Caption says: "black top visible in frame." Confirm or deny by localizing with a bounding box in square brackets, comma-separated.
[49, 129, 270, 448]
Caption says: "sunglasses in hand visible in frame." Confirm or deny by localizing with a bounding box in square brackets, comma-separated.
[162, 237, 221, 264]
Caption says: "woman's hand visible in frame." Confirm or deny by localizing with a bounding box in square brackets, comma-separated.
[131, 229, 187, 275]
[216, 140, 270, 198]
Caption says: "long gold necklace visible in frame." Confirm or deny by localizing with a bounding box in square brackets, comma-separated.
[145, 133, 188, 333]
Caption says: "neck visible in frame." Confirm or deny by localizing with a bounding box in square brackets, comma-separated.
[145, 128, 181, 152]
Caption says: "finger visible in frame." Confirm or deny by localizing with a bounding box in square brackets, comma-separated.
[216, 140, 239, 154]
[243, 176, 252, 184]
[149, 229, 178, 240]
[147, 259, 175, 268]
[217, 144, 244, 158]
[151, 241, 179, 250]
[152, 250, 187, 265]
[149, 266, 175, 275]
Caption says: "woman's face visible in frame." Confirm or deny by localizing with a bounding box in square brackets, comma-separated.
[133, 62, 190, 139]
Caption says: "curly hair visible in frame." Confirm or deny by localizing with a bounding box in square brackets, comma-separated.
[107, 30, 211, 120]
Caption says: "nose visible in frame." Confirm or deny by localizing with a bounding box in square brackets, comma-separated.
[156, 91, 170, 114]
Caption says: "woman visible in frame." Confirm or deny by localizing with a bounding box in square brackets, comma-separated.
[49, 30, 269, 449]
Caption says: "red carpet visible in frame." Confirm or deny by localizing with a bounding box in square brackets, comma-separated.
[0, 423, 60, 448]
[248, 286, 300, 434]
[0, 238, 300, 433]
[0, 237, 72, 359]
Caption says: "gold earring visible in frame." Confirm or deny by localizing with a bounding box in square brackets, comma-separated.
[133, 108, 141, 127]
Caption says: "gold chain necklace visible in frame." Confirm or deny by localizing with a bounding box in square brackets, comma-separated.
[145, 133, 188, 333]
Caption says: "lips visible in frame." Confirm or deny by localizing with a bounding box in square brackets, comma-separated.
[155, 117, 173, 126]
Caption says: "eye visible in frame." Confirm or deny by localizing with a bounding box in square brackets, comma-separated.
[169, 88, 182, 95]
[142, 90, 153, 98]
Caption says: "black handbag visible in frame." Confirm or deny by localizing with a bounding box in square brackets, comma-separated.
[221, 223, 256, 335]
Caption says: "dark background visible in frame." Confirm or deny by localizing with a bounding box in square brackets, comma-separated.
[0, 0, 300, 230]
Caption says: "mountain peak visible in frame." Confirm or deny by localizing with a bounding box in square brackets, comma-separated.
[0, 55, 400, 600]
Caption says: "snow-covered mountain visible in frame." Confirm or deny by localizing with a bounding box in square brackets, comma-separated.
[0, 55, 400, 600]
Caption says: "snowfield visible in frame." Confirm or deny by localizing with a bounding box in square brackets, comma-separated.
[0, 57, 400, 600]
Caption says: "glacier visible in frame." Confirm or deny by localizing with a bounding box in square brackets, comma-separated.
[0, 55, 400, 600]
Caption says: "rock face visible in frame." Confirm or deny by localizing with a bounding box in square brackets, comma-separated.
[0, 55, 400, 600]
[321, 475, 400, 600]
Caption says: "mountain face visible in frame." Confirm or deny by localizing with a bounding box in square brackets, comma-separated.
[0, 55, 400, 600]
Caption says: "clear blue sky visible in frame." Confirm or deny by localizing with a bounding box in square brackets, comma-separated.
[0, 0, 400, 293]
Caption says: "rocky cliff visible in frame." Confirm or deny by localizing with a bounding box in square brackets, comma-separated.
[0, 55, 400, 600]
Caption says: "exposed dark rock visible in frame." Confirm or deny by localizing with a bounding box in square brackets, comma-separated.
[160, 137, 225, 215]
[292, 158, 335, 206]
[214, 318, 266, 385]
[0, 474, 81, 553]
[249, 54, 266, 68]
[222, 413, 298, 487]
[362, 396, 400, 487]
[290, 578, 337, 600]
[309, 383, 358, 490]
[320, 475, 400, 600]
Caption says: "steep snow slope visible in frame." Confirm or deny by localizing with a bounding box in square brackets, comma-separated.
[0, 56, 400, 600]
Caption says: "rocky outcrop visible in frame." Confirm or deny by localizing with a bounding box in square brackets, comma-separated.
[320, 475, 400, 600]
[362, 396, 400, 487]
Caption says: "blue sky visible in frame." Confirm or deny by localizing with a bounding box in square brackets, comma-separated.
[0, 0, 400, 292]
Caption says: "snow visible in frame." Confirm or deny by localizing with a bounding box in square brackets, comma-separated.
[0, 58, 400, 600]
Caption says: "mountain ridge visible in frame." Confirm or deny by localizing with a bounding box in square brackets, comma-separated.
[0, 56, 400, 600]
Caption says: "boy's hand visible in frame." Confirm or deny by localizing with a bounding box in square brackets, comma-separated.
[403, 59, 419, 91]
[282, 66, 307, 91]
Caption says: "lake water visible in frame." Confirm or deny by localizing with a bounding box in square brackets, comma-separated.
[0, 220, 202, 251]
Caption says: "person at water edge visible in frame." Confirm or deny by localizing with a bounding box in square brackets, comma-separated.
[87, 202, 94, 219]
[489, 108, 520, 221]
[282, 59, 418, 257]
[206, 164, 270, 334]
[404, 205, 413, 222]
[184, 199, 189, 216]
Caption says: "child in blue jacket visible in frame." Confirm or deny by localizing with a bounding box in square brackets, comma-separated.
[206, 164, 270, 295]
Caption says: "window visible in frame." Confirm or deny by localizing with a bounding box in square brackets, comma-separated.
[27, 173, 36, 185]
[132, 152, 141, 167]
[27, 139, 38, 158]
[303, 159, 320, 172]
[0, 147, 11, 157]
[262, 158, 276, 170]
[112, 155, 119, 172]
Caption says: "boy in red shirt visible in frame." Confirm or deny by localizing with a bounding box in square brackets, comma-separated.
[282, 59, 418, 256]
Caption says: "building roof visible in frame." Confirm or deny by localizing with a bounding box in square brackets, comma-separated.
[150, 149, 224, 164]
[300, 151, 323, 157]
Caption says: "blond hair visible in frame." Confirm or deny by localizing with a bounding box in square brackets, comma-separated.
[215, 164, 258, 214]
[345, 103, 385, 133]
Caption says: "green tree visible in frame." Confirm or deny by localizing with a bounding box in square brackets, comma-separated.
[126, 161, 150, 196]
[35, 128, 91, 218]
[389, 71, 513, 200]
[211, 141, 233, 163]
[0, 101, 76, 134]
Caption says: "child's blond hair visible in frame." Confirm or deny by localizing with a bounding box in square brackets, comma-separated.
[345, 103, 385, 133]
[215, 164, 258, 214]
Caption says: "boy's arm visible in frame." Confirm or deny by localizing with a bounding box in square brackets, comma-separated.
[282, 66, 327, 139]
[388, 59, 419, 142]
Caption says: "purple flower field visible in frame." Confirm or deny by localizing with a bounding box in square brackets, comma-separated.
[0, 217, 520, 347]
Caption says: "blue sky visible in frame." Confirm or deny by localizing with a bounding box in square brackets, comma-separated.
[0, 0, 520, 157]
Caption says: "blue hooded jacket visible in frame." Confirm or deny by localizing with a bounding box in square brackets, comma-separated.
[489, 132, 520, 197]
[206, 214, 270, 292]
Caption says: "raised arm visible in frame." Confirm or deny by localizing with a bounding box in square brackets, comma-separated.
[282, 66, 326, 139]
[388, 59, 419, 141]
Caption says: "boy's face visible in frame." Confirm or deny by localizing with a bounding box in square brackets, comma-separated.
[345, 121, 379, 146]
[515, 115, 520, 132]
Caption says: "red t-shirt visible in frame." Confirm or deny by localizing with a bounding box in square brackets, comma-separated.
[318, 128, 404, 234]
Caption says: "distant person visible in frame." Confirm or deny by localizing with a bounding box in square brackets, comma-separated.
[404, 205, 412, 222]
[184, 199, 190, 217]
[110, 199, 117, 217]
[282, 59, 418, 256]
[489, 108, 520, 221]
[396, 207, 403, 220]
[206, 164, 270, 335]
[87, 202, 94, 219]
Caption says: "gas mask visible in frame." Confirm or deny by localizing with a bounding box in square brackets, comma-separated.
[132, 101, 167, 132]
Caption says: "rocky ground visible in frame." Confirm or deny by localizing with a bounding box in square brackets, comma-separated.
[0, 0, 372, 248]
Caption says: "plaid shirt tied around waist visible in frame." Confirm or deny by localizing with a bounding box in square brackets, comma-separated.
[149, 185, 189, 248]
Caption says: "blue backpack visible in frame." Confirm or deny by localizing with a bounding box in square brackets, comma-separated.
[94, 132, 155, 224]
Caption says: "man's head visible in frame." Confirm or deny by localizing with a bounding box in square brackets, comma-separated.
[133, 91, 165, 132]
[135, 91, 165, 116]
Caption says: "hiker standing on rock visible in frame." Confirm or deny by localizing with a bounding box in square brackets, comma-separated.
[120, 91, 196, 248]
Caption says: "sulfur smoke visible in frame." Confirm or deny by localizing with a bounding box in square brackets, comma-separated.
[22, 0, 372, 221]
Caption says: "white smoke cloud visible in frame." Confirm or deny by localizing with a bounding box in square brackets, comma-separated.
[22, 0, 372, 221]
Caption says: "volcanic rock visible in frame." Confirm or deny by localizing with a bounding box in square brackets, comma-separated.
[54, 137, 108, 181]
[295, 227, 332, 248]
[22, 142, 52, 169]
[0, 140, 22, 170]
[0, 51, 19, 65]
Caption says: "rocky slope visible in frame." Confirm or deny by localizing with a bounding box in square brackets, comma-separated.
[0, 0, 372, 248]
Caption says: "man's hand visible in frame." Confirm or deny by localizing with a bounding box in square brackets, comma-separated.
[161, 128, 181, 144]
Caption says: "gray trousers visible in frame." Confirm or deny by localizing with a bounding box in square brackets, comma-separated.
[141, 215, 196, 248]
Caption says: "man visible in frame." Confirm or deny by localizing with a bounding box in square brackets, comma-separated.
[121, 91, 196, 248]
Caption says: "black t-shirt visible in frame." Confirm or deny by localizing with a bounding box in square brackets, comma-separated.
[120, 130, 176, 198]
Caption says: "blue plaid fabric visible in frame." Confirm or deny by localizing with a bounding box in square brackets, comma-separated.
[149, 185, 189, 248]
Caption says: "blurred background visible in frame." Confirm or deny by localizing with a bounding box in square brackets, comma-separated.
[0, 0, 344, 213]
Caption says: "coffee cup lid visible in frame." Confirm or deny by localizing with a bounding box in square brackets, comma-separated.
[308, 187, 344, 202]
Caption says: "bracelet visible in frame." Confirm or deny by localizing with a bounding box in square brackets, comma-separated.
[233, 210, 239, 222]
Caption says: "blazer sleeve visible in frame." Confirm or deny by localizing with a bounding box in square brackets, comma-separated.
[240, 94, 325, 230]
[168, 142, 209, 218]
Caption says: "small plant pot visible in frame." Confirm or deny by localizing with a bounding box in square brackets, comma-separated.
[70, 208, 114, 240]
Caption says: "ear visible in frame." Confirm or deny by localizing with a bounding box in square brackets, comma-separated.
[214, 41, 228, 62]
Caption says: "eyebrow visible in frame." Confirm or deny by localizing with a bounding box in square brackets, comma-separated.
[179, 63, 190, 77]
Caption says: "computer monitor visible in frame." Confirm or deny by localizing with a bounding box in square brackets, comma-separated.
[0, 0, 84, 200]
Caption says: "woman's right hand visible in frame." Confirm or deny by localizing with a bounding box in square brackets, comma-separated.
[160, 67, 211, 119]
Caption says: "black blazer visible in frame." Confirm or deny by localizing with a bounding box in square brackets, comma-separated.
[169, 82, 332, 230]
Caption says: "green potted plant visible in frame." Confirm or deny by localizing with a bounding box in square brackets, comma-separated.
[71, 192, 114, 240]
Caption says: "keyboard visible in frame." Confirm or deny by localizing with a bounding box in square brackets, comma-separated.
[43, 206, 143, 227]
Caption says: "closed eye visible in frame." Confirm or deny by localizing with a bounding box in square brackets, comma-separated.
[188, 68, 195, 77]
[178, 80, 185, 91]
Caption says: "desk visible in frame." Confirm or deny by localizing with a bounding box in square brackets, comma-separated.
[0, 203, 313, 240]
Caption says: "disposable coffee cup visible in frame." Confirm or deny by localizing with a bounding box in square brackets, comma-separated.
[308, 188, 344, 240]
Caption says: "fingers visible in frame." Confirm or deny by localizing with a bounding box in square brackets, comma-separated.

> _What you should do_: Can you reproduce the rows from the line containing "hooded jacket visible" through the line containing "[318, 128, 404, 234]", switching "raised arm" to "lifted arm" and keeping everything else the same?

> _Problem solution_:
Caption says: "blue hooded jacket visible in frame." Confirm or deny by localizing with a bounding box in square brackets, comma-separated.
[489, 132, 520, 197]
[206, 214, 270, 292]
Caption says: "lifted arm visible in frame." Confirm or deny by localizing with a bounding box in square brackets, comma-separated.
[282, 66, 326, 139]
[388, 59, 419, 141]
Caption says: "boy's face visible in frame." Confirm or deny by localizing with a bounding box in square brackets, comma-separated.
[345, 121, 379, 146]
[515, 115, 520, 132]
Caption says: "red t-shirt visible in frame." Confirm or deny by localizing with a bounding box in square brackets, comma-separated.
[318, 128, 404, 234]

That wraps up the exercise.